GIVEN EXERCISE:
Write out, precisely and in full, each line of the material.

TASK INPUT:
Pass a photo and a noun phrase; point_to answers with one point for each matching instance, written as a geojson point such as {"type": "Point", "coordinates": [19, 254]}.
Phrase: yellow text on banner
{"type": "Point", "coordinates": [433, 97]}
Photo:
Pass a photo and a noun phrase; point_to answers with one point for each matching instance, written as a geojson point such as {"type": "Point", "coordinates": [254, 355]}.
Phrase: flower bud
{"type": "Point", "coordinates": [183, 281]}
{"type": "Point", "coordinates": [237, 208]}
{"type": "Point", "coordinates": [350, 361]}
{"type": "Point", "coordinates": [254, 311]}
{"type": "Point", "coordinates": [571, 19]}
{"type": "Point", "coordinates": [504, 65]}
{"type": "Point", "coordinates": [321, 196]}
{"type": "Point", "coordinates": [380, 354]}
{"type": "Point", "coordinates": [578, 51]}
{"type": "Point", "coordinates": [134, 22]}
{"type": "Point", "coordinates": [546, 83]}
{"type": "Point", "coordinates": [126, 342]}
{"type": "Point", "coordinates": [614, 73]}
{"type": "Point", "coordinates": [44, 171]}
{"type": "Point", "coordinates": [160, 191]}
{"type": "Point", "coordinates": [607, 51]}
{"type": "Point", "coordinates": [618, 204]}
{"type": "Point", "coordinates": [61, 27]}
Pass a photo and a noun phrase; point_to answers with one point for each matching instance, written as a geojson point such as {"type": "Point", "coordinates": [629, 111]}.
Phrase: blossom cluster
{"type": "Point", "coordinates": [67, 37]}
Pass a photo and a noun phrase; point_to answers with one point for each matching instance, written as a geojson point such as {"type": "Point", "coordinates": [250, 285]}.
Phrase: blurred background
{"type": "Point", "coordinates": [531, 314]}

FINISHED EXERCISE:
Pass a photo and a noun phrase; point_to answers with one point for each matching instance, written as a geojson point such as {"type": "Point", "coordinates": [19, 254]}.
Phrase: yellow text on banner
{"type": "Point", "coordinates": [433, 97]}
Photo:
Pass a photo and a noun phrase; point_to answers with one point for each matching instance, written as a geojson point such as {"type": "Point", "coordinates": [254, 355]}.
Phrase: flower bud
{"type": "Point", "coordinates": [183, 281]}
{"type": "Point", "coordinates": [237, 208]}
{"type": "Point", "coordinates": [350, 361]}
{"type": "Point", "coordinates": [254, 311]}
{"type": "Point", "coordinates": [571, 19]}
{"type": "Point", "coordinates": [504, 65]}
{"type": "Point", "coordinates": [321, 196]}
{"type": "Point", "coordinates": [380, 354]}
{"type": "Point", "coordinates": [578, 51]}
{"type": "Point", "coordinates": [134, 22]}
{"type": "Point", "coordinates": [546, 83]}
{"type": "Point", "coordinates": [126, 342]}
{"type": "Point", "coordinates": [614, 73]}
{"type": "Point", "coordinates": [44, 171]}
{"type": "Point", "coordinates": [160, 191]}
{"type": "Point", "coordinates": [607, 51]}
{"type": "Point", "coordinates": [618, 204]}
{"type": "Point", "coordinates": [61, 27]}
Pass a photo and a noun phrase; point_to answers with one point for each matching instance, written as a geojson point such as {"type": "Point", "coordinates": [629, 111]}.
Phrase: blossom cluster
{"type": "Point", "coordinates": [67, 37]}
Pass a photo and a noun phrase; point_to answers with one point for each matching instance, written as a geojson point such as {"type": "Point", "coordinates": [250, 285]}.
Phrase: blurred background
{"type": "Point", "coordinates": [531, 314]}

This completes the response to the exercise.